This Complete Research paper examines well-being of six consecutive first-year engineering student cohorts at a large research-intensive university. The work expands on previously published results with the addition of the measurement of stress and an intervention related to the impact of competitive program placement on stress and well-being.
Academic pressures and personal challenges negatively affect well-being for all students, but first-year students face additional stressors as they transition into an unfamiliar environment. Notably, class sizes tend to be much larger than what most students are used to, there is a greater emphasis on self-responsibility, the social setting is new and lacking an established network of friends, and, in many cases, students have a new living environment away from home and in an unfamiliar city or country. The University of British Columbia (UBC) is a research-intensive university with a first-year engineering cohort of roughly 1,000 students. The first year is common for all students, after which they apply to enter their engineering program (major) in second year through a competitive process, adding one more stressor.
The study goal is to better understand not only which stressors affect well-being of first-year engineering students, but when students are most impacted by those stressors. Through quantitative methods, week-to-week changes in students’ self-reported stressors and their associated well-being have been tracked for six consecutive first-year cohorts from 2019 to 2024. Data have been collected through weekly anonymous and optional “check-in surveys” with three main sections: well-being, stress and stressors, and demographics. Well-being is assessed through the seven-item, short Warwick-Edinburgh Mental Wellbeing Scale (SWEMWBS). Students rate how often in the past two weeks they have felt optimistic, relaxed, useful, etc. on a 5-point scale (1 = none of the time to 5 = all of the time). In terms of stressors, a previous qualitative study conducted in 2018 at UBC identified common stressors in first-year engineering. In the surveys for this study, students select and rank up to five of these stressors based on what they are most concerned about. Starting in 2023, to measure stress level, questions from the Perceived Stress Scale (PSS) were added to the survey. PSS uses a similar 5-point scale as WEBMWS but in this case based on the frequency of feelings related to stress (e.g., feeling unable to control irritations or cope with everything that has to be done). The final section of the survey includes questions on demographics, including gender, ethnicity/nationality, disability, and previous experience.

* **CHALLENGES**
(A) Answer these from the text on first-year engineering student well-being, one per line:
(i) About how many students are in the first-year engineering cohort at UBC?
(ii) How many items does the short Warwick-Edinburgh Mental Wellbeing Scale have?
(iii) In what year were questions from the Perceived Stress Scale added to the survey?
(B) Pick up the text on first-year engineering student well-being after its last sentence and keep writing it.

* **DATASET SECTION**
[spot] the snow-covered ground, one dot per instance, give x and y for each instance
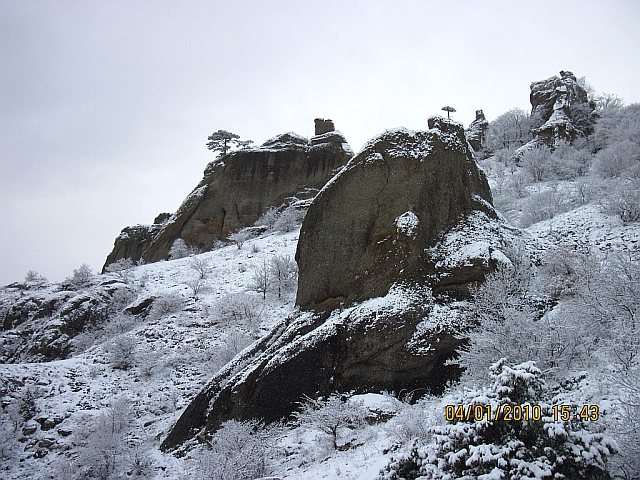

* **EXPECTED ANSWERS**
(A)
(i) Roughly 1,000 students
(ii) Seven
(iii) 2023

(B)
Results show consistency in trends over the six years of the study. At the start of each year, well-being scores from WEMWBS average slightly above the midpoint (corresponding to students feeling optimistic, relaxed, useful, etc. a little more often than “some of the time”). The WEMWBS scores then show a slow, steady, and statistically significant decline in well-being corresponding to approximately 10% of the full WEMWBS scale over the academic year. The measurements of stress reveal a similar trend; the overall average stress is near the middle of the PSS scale but there is a gradual increase in stress over the academic year corresponding to roughly 6% of the PSS range. In terms of stressors, the patterns are very stable year-to-year and the most prevalent relate to academic considerations. In both academic terms of first year, academic factors comprise roughly 55% of all student concerns at the start of each term, increasing roughly linearly to approximately 65% by the end. The specific academic stressors include getting high grades (16%), second-year program placement (16%), passing (15%), and workload (13%). The next most prevalent groups of stressors involve various personal concerns, such as maintaining a healthy lifestyle (totaling 23%), followed by various non-academic school concerns, like adjusting to university (9%), external stressors such as finances (6%), and EDI-related stressors (0.8%). Importantly, the 2024 data also capture the impact of a recent program change to guarantee some students placement into their second-year program of choice. This has only slightly reduced but not eliminated program placement as a stressor (drop from 16% to 13%); it is not clear why but these students with guaranteed placement have been reporting higher stress (12% higher PSS) and lower well-being (8% lower SWEBMWS) relative to students who do not have guaranteed placement. Statistically significant differences based on gender, disability, and nationality are also present in all findings. Overall, this study highlights how academic stressors dominate first-year engineering student concerns, and how those stressors slowly but steadily diminish well-being.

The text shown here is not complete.